Point localization data
++++++

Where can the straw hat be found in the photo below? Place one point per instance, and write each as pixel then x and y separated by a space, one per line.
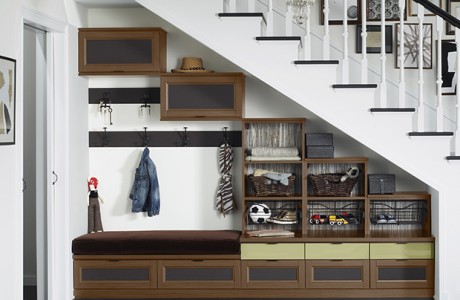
pixel 191 65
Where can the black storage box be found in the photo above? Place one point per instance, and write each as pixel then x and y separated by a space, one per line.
pixel 381 183
pixel 319 139
pixel 320 151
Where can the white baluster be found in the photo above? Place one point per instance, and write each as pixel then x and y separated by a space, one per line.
pixel 439 108
pixel 402 81
pixel 307 39
pixel 364 64
pixel 251 6
pixel 326 39
pixel 421 105
pixel 345 44
pixel 383 57
pixel 288 20
pixel 269 18
pixel 457 103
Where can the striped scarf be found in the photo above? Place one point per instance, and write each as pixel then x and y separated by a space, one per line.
pixel 225 198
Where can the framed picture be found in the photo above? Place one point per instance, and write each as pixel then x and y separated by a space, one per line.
pixel 7 100
pixel 336 12
pixel 410 45
pixel 448 67
pixel 451 7
pixel 391 10
pixel 374 39
pixel 413 7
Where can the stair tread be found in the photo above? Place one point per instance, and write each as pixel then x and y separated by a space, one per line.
pixel 253 14
pixel 431 133
pixel 316 62
pixel 278 38
pixel 355 86
pixel 395 109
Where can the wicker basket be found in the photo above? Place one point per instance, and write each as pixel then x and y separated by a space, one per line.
pixel 330 185
pixel 274 188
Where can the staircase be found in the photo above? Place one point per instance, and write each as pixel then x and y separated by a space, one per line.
pixel 352 108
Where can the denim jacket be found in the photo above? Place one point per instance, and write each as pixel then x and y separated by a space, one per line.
pixel 145 193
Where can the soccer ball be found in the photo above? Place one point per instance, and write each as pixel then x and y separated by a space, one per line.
pixel 259 213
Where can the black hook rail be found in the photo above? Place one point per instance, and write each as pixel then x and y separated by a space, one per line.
pixel 162 138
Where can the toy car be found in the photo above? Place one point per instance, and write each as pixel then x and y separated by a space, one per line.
pixel 318 219
pixel 333 219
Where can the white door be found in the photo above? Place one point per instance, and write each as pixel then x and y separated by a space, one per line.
pixel 37 144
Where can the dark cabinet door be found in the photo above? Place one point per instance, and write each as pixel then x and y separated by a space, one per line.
pixel 210 96
pixel 122 51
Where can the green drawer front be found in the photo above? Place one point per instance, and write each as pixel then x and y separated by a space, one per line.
pixel 337 251
pixel 273 251
pixel 401 251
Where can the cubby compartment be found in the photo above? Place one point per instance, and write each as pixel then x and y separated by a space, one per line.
pixel 400 215
pixel 273 215
pixel 330 217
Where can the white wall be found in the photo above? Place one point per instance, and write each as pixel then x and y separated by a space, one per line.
pixel 192 205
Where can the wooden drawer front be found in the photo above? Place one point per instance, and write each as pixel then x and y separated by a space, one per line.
pixel 337 251
pixel 273 251
pixel 183 274
pixel 338 274
pixel 402 274
pixel 401 251
pixel 281 274
pixel 117 274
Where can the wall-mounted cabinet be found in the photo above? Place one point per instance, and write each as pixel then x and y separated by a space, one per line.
pixel 121 51
pixel 202 96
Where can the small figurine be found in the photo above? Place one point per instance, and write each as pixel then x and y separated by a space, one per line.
pixel 94 211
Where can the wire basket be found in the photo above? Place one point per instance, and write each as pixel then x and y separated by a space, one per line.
pixel 266 187
pixel 331 185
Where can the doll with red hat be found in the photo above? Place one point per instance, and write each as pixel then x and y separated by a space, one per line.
pixel 94 211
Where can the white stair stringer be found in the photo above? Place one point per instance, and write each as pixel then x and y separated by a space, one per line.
pixel 348 110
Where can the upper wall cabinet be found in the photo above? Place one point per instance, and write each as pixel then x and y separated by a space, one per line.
pixel 204 96
pixel 121 51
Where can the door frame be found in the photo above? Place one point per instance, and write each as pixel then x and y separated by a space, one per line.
pixel 58 254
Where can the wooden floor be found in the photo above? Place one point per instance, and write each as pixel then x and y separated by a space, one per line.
pixel 30 292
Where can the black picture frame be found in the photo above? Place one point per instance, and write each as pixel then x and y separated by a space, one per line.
pixel 410 47
pixel 7 100
pixel 451 6
pixel 336 12
pixel 374 34
pixel 448 54
pixel 391 11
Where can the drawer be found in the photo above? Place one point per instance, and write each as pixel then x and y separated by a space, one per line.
pixel 273 251
pixel 280 274
pixel 337 251
pixel 401 250
pixel 114 274
pixel 338 274
pixel 186 274
pixel 402 274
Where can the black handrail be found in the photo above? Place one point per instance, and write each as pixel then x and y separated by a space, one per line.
pixel 440 12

++++++

PROBLEM TO WORK ON: Each record must be repeated exactly, and no picture may be carried over.

YOUR RESPONSE:
Where can the straw hat be found in the photo below? Place one point per instance, and write each as pixel then x and y separated by a space, one per line.
pixel 191 65
Where can the black storage box be found in the photo above? Place one point per instance, and write each as pixel then x and y separated by a space, one per line.
pixel 381 183
pixel 319 139
pixel 320 151
Where can the white baluster be found in the photo above? Place one point per instance, and write each as pixel then x and y separated by a space, one per line.
pixel 439 108
pixel 402 81
pixel 307 39
pixel 364 64
pixel 251 6
pixel 326 39
pixel 421 105
pixel 345 44
pixel 383 57
pixel 288 20
pixel 269 18
pixel 457 103
Where can the striped scarf be found in the photo above? Place one point per instance, and write each as pixel then x and y separated by a space, one per line.
pixel 225 198
Where can the framed picture be found in the photo above? Place one point per instance, and write each as pixel then x and y separated by a space, one per line.
pixel 7 100
pixel 336 12
pixel 410 45
pixel 448 67
pixel 451 7
pixel 391 10
pixel 374 39
pixel 413 7
Where can the stair tread be found in the photo above? Place one point per instance, and write each as pixel then x and y separated by a space, one per line.
pixel 253 14
pixel 431 133
pixel 316 62
pixel 278 38
pixel 355 86
pixel 395 109
Where can the wicker basket be found in the photo above? Place one point per instance, and write each as pixel then x and y separated by a space, one per line.
pixel 330 185
pixel 274 188
Where can the staircase be found in the photo above? Place one point per instance, and write each as pixel then x and y separated by a space, one per line.
pixel 352 108
Where can the denim jacket be found in the photo above? Place one point per instance, and write each as pixel then x and y separated by a space, one per line.
pixel 145 193
Where can the soccer ball be found in the photo above? Place one point per instance, and write each as pixel then x and y separated by a space, one per line.
pixel 259 213
Where can the black hook rail be found in the photo above? Place one point per instance, and write each as pixel then x and y separated by a space, one per line.
pixel 162 138
Where can the toy car be found in the photo above? Place one point per instance, and write each as pixel then x and y separated by a space, one per line.
pixel 318 219
pixel 333 219
Where can the white door be found in the photo above? Place one point per instance, and write each as pixel then x and y separated by a space, one per line.
pixel 37 144
Where can the dark cabinet door be found in the photo above? Place one point per instance, and write each as pixel then x and y separated by a space, one per line.
pixel 210 96
pixel 122 51
Where can the green drawer front be found in the photo above? Place one point per instance, and write each as pixel then x and y separated by a space, one per line.
pixel 337 251
pixel 273 251
pixel 401 251
Where can the cubby compartment be found in the photo above? Place one point per instance, and write each as pixel then x and y separated by a space, one per line.
pixel 400 215
pixel 273 215
pixel 330 217
Where can the white wall be found in the photo above? Place one point per instance, and write each as pixel then x and y separated by a space, one per line.
pixel 192 205
Where can the wooden drawer front be found in the photo above? Place one point per instance, and write each as pixel then x and y separated by a space, one per line.
pixel 337 251
pixel 273 251
pixel 183 274
pixel 338 274
pixel 402 274
pixel 401 251
pixel 281 274
pixel 117 274
Where can the wall-mounted cabinet be found in the photo above? Place one point per instance, and write each as pixel then x and y separated by a space, one per line.
pixel 121 51
pixel 202 96
Where can the small figurine be found in the photo above? Place one point per instance, and write each as pixel then x and y separated by a space, one per line.
pixel 94 211
Where can the wire basket be found in the photo above? Place one point per instance, and write each as pixel then x and y separated by a space, one per line.
pixel 266 187
pixel 331 185
Where can the doll with red hat be found in the photo above? Place one point per instance, and write each as pixel then x and y separated by a space, one per line.
pixel 94 211
Where can the white stair stringer be found in the photo above? Place one point per instance, and write each as pixel then x and y separated by a space, one per line.
pixel 348 110
Where can the upper wall cabinet be found in the photo above? Place one point per instance, and write each as pixel then x and y separated by a space, one per line.
pixel 204 96
pixel 121 51
Where can the door frame be found in the photo above? Place one point per instance, and write each as pixel then x and y separated by a space, one per line.
pixel 58 254
Where can the wooden floor be found in the photo above? Place one point per instance, and write each as pixel then x and y separated by a space, one per line.
pixel 30 292
Where can the black picture frame be found in the photo above? Place one point per instance, and write each as pixel then x and y separated by a space, one per line.
pixel 410 47
pixel 7 100
pixel 451 6
pixel 336 12
pixel 374 34
pixel 448 54
pixel 391 11
Where can the drawer be found in the photo above? Place one point per instance, and write each as pixel then x and y separated by a space, one per line.
pixel 273 251
pixel 280 274
pixel 337 251
pixel 401 250
pixel 114 274
pixel 338 274
pixel 186 274
pixel 402 274
Where can the black handrail be found in the photo above? Place one point per instance, and write each as pixel then x and y separated by a space, one per line.
pixel 440 12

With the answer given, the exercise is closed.